-- begin SUPPLIED DATA --
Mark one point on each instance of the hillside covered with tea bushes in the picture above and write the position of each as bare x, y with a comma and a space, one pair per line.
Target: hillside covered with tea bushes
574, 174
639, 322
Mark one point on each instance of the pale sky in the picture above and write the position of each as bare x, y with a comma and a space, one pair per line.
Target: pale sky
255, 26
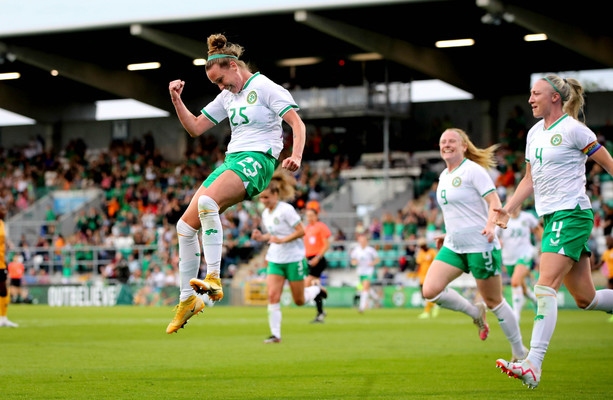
-- end SUPPLIED DATA --
DIRECTIONS FOR THIS TASK »
Reproduce every line of the items above word for word, leaving the pictures out of your answer.

SOLUTION TO THIS EXERCISE »
Mark one point on each instance of the hillside covered with tea bushes in the picture above and write the position of each as bare x, y with a comma and a space, one pair per line.
Target: hillside covered with tea bushes
574, 174
639, 322
Mark one point on each instance of the pale sky in the picture above and write the position of each as bare x, y with a comma and a space, one pair per line.
Target: pale sky
255, 26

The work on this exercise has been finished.